#### DIE AUFGABE
Schreibe alle folgenden Zeilen neu und ersetze dabei jedes „Annotation task“ durch „Labeling task“, ohne sonst etwas zu ändern. Die Bilder lässt du in deiner Antwort weg.

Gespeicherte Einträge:
* * * * * * *
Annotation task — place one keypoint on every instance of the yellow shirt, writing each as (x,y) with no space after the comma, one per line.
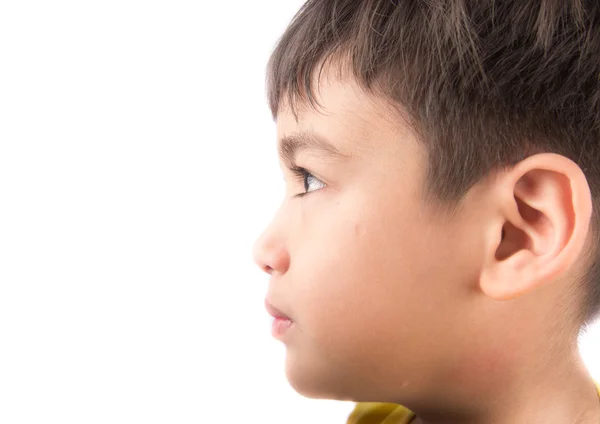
(386,413)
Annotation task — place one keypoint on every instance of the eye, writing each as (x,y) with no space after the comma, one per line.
(309,181)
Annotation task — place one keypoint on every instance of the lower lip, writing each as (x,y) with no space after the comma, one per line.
(280,327)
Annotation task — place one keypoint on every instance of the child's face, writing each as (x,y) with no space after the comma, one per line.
(365,271)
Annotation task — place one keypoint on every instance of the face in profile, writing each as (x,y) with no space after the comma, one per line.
(356,261)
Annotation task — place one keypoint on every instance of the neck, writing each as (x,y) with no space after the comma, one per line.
(560,393)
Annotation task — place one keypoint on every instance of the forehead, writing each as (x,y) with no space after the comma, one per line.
(352,119)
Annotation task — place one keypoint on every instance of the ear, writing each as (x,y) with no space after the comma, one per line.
(542,210)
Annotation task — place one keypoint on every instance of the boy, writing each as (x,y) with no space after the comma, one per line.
(437,252)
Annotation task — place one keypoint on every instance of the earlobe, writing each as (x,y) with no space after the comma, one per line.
(543,215)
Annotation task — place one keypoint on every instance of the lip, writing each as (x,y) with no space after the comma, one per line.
(274,312)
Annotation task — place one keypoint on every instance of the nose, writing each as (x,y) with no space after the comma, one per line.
(269,252)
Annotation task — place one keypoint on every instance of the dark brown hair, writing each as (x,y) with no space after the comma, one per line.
(485,82)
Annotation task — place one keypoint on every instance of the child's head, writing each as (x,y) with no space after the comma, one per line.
(453,158)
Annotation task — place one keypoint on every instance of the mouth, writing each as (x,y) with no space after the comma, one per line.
(274,312)
(282,324)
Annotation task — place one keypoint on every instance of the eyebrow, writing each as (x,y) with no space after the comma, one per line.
(290,145)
* * * * * * *
#### AUSGEARBEITETE LÖSUNG
Labeling task — place one keypoint on every instance of the yellow shirt, writing each as (x,y) with no space after the comma, one per line.
(386,413)
Labeling task — place one keypoint on every instance of the eye, writing each as (x,y) with no space after the comma, one per line.
(309,181)
Labeling task — place one keypoint on every instance of the lower lip, writing each as (x,y) with no space after the comma, one per line.
(280,327)
Labeling task — place one keypoint on every instance of the child's face, writing each as (x,y) with no space after the comma, one per line.
(365,271)
Labeling task — place one keypoint on every instance of the face in profile, writing each as (x,y) with no space after the comma, one per line.
(356,261)
Labeling task — place one keypoint on every instance of the neck, writing each as (x,y) with no space after the comma, one per line.
(560,393)
Labeling task — place one keypoint on every instance of the forehead, writing each as (x,y) with no space after the comma, one per line.
(352,119)
Labeling task — place one keypoint on every instance of the ear, writing each as (x,y) with no space after the comma, one per line.
(542,210)
Labeling task — place one keypoint on every instance of the boy, writing each as (x,y) with no space after the comma, one per line.
(437,252)
Labeling task — place one keypoint on every instance of the earlobe, writing each as (x,y) with no space after the comma, one per line.
(543,215)
Labeling task — place one keypoint on every instance of the lip, writing each as (x,y) with no space after the comma, one per line.
(274,312)
Labeling task — place one keypoint on every instance of the nose, writing each as (x,y) with no space after the comma, one per line.
(269,252)
Labeling task — place one keypoint on every instance of the dark brown hair, writing each as (x,y) with no space after the comma, one per line.
(485,82)
Labeling task — place one keypoint on every instance of the child's head, writing each as (x,y) with no space after the comma, one per line.
(453,158)
Labeling task — place one keypoint on every instance of the mouth, writing each as (x,y) with no space after the comma, one per line.
(274,312)
(282,324)
Labeling task — place one keypoint on every instance of the eyebrow, writing each as (x,y) with no space after the comma, one per line.
(290,145)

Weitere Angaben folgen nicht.